▶ [Source document]

I disagree with the notion that Arma2 is too complicated to learn whilst playing. That Arma2 cannot is a failure of its interface and overall design, not a fundamental truth of the medium. Arma2 is a game which as you note cover many aspects, neither of which are covered in simulator depth necessitating formal training to get your head around.

The infantry aspects of Arma2 require perhaps two or three buttons more than any other tactical FPS. Admittedly more if we count the F1-F12 to command AI. Many of the extra buttons used in Arma2 could have been eliminated given a better thought out control layout.

Every time a player; accidentally throws a grenade, sits in the wrong vehicle seat, fumbles and plants a satchel, gets shot fumbling with his sidearm, or a number of other examples. This is as much a failure of Arma2's interface as it is the player involved.

Tutorials

I think well crafted singleplayer scenarios would function well enough as an introductory to the meat and blood of Arma3's gameplay. As much as I hate crashing choppers in public games, often due to incompetent or simply inexperienced pilots, and as much as I wish I could force that pilot to take a tutorial-- such a heavy handed approach seems a bit unfitting for a sandbox style game.

If however piloting choppers or operating armored vehicles becomes such a complicated and advanced specialist task. That someone untrained would simply crash... Well, then the tables have turned, but so has the design goal of Arma.

▶ [Work instruction]
Reproduce the passage on Arma2's design word for word, beginning at "I disagree with" and ending after "your head around.".

▶ [Records from a dataset]
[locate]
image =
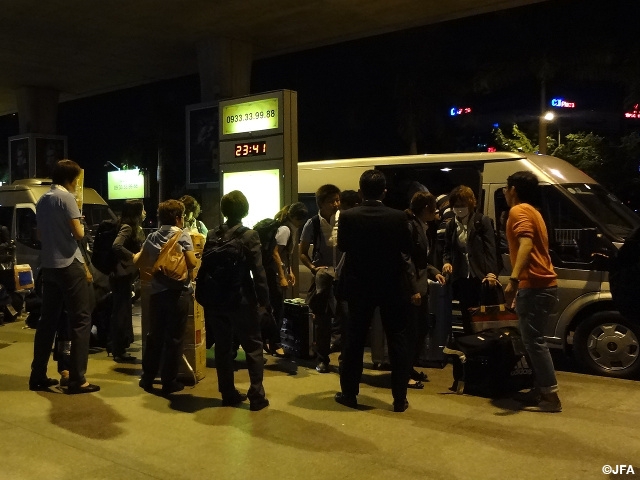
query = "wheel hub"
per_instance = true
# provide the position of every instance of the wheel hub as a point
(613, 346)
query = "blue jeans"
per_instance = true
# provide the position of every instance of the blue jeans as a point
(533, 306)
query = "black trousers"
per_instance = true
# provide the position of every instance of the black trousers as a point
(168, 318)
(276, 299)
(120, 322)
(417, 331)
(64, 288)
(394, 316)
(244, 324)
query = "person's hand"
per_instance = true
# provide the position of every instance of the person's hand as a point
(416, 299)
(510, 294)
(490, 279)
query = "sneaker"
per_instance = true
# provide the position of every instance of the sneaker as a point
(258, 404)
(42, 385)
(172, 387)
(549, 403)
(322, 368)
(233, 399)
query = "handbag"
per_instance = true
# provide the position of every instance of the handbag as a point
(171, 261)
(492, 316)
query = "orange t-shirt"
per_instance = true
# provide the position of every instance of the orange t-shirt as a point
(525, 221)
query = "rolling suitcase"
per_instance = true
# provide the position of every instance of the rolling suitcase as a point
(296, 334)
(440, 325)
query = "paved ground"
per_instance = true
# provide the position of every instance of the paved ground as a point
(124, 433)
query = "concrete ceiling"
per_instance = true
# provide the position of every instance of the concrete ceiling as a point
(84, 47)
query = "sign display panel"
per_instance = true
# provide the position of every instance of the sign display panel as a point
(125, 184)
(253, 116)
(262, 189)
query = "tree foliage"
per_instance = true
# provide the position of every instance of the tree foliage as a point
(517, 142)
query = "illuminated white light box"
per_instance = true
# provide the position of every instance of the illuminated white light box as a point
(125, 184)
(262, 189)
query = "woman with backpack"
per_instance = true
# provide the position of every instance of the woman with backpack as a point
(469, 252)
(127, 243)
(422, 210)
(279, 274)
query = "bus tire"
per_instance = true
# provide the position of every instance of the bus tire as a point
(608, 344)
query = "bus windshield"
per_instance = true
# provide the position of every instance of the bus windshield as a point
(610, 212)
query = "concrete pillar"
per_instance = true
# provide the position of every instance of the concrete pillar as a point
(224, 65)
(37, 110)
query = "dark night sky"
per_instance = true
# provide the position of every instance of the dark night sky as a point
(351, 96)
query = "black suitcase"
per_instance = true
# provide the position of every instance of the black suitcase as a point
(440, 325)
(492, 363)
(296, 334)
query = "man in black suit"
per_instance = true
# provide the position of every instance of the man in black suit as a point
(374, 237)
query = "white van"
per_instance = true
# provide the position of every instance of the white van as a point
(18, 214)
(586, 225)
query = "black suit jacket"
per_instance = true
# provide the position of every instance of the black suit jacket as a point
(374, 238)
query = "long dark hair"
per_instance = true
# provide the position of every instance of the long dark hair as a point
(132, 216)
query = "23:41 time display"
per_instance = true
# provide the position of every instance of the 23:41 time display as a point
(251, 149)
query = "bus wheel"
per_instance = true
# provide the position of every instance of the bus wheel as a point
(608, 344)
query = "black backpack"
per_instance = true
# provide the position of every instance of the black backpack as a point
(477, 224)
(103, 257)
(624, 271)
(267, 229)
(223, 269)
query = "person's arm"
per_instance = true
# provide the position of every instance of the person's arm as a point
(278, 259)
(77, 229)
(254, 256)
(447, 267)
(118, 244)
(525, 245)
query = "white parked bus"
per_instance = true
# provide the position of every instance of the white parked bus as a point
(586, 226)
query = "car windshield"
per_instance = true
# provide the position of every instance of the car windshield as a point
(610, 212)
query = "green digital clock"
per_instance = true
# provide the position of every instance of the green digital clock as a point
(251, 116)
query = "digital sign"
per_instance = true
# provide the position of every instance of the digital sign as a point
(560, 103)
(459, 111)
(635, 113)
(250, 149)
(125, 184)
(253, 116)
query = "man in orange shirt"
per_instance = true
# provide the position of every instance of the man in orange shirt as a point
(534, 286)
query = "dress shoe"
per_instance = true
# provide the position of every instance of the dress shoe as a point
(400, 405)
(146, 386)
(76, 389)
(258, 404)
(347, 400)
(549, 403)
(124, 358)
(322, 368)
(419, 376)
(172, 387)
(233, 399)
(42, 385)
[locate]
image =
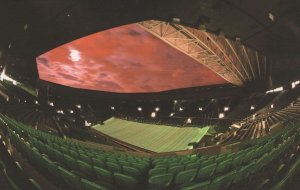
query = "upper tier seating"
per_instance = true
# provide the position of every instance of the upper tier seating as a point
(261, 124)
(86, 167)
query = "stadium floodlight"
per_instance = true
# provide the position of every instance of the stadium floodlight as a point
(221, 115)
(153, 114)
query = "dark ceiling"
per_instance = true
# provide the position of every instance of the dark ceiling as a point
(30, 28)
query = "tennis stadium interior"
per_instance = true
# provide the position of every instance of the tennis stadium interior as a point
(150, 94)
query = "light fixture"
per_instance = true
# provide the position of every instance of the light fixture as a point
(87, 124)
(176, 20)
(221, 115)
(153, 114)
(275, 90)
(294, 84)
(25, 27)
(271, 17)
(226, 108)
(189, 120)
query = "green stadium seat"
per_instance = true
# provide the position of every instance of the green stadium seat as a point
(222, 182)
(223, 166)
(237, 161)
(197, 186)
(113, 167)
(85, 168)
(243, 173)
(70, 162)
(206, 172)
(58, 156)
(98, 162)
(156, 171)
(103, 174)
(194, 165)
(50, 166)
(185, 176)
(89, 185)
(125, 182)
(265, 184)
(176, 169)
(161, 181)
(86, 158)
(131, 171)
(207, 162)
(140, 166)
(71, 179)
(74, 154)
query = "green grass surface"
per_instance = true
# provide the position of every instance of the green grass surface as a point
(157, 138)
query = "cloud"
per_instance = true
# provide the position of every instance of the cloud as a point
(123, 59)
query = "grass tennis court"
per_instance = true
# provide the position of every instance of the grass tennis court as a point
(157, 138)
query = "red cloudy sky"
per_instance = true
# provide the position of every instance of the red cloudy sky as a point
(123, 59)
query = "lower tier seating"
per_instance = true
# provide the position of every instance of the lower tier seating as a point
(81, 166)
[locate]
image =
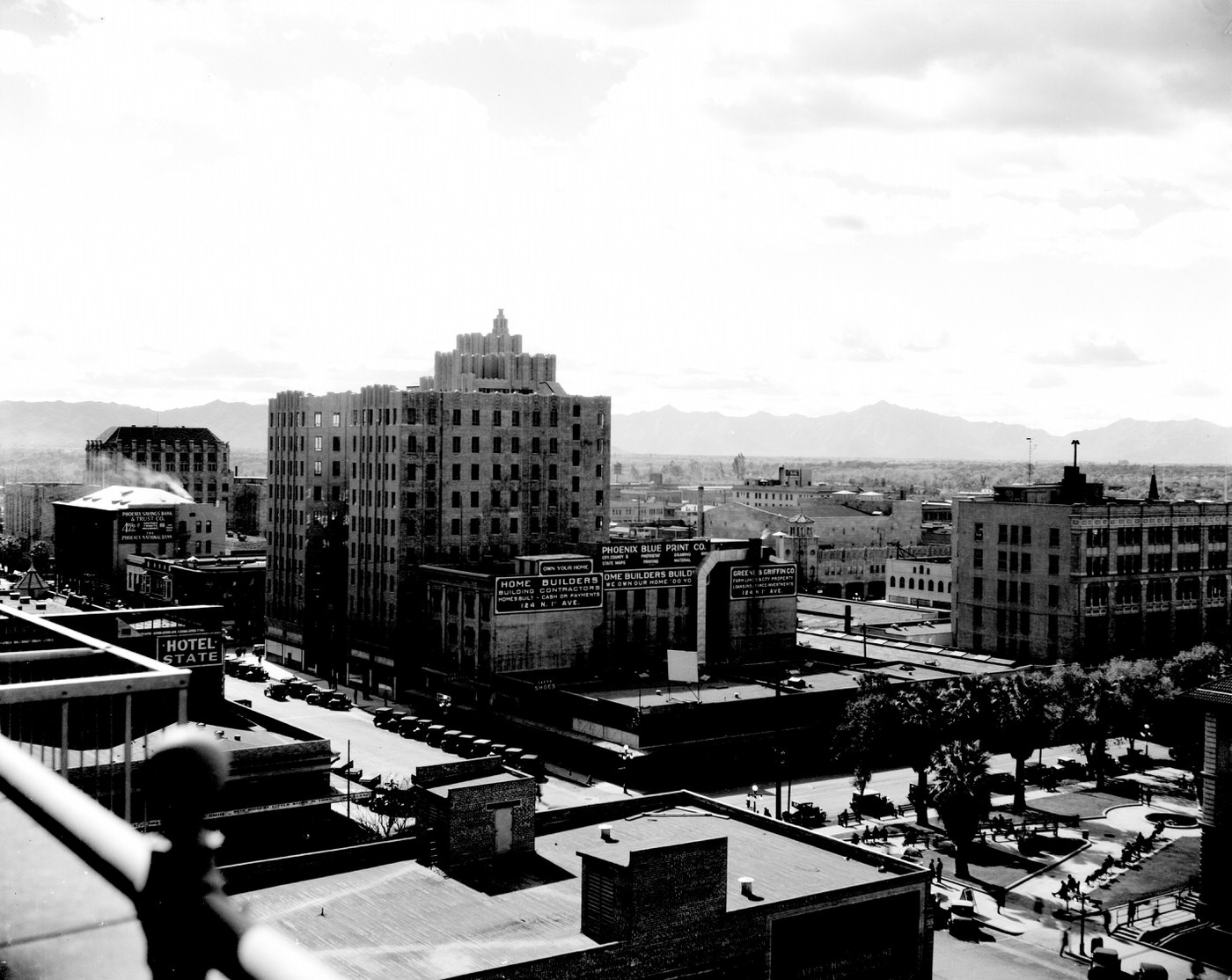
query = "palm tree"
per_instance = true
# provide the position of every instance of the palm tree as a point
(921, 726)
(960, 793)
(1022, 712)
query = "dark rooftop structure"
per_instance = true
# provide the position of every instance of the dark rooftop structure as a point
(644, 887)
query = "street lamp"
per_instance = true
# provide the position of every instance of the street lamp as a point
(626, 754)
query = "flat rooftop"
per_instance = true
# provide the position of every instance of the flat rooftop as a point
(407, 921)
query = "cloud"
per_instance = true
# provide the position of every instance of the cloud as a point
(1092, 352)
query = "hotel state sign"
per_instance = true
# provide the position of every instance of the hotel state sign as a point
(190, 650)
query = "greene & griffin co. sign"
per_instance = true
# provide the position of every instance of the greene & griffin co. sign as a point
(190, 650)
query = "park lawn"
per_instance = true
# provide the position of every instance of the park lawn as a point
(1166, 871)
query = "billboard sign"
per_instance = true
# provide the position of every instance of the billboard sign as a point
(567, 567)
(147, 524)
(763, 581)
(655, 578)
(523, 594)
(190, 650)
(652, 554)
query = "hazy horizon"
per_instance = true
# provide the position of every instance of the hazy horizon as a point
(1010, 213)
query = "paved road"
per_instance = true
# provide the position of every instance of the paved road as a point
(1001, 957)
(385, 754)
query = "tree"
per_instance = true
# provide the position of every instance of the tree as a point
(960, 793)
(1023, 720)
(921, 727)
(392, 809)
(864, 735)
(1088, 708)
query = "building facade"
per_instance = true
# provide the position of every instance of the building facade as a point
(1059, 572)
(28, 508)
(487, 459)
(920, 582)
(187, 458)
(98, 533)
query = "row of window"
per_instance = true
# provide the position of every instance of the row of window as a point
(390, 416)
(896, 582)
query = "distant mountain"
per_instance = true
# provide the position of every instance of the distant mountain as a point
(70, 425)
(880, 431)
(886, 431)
...
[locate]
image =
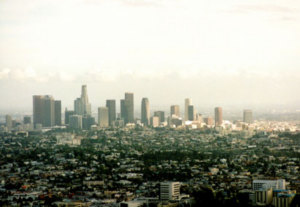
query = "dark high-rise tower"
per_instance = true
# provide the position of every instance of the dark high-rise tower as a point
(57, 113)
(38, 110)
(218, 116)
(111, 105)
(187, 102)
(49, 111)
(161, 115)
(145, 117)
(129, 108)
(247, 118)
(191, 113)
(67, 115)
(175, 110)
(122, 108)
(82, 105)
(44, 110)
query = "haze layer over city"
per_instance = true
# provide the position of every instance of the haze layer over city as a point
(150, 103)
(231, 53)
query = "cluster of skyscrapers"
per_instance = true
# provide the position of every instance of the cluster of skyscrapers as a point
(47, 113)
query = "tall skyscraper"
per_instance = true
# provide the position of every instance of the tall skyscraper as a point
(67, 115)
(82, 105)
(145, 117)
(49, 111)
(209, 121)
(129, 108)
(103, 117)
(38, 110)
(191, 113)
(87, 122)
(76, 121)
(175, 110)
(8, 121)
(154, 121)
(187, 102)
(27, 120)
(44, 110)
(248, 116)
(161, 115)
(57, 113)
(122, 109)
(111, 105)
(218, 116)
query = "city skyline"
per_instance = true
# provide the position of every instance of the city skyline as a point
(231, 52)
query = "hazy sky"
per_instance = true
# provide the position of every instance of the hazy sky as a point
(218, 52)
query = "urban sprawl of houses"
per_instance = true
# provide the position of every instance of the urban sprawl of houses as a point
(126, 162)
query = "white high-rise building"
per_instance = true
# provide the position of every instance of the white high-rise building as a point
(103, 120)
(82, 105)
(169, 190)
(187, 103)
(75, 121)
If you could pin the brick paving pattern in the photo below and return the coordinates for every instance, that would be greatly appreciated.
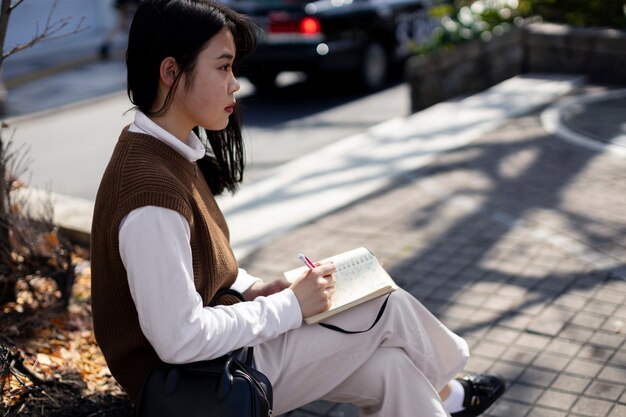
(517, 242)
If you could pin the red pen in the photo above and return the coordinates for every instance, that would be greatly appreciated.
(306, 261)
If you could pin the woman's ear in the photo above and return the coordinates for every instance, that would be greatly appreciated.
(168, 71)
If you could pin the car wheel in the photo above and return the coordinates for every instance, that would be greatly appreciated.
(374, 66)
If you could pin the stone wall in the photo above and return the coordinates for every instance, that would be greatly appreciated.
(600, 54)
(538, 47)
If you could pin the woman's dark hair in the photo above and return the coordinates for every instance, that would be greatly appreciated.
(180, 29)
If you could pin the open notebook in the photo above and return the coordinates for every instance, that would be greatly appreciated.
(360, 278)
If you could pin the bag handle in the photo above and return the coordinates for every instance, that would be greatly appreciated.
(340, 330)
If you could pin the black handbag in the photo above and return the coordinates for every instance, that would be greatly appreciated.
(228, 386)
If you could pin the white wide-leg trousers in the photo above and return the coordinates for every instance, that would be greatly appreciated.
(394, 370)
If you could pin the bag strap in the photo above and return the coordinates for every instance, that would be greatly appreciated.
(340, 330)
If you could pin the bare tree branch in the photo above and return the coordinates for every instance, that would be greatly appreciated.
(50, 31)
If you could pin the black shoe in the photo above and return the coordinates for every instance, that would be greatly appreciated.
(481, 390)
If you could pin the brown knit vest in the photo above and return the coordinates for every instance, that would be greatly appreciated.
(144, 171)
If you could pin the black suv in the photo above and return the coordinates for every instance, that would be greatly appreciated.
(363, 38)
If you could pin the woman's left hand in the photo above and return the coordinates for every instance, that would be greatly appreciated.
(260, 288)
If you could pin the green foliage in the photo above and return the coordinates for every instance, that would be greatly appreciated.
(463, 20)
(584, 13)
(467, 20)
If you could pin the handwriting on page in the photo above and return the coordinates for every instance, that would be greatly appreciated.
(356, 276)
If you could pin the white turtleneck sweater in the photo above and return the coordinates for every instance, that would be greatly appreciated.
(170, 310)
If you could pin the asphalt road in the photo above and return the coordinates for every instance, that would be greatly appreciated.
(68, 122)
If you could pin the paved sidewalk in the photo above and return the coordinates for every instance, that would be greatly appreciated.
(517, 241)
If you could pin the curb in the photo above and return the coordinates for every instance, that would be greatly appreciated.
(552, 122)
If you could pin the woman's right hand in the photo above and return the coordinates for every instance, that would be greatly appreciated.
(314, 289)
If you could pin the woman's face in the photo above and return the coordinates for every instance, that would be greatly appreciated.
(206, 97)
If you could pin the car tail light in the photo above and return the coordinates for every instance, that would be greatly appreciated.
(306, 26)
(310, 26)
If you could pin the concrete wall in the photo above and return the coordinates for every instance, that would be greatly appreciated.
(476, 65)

▶ [The completed task]
I disagree with the notion that Arma2 is too complicated to learn whilst playing. That Arma2 cannot is a failure of its interface and overall design, not a fundamental truth of the medium. Arma2 is a game which as you note cover many aspects, neither of which are covered in simulator depth necessitating formal training to get your head around.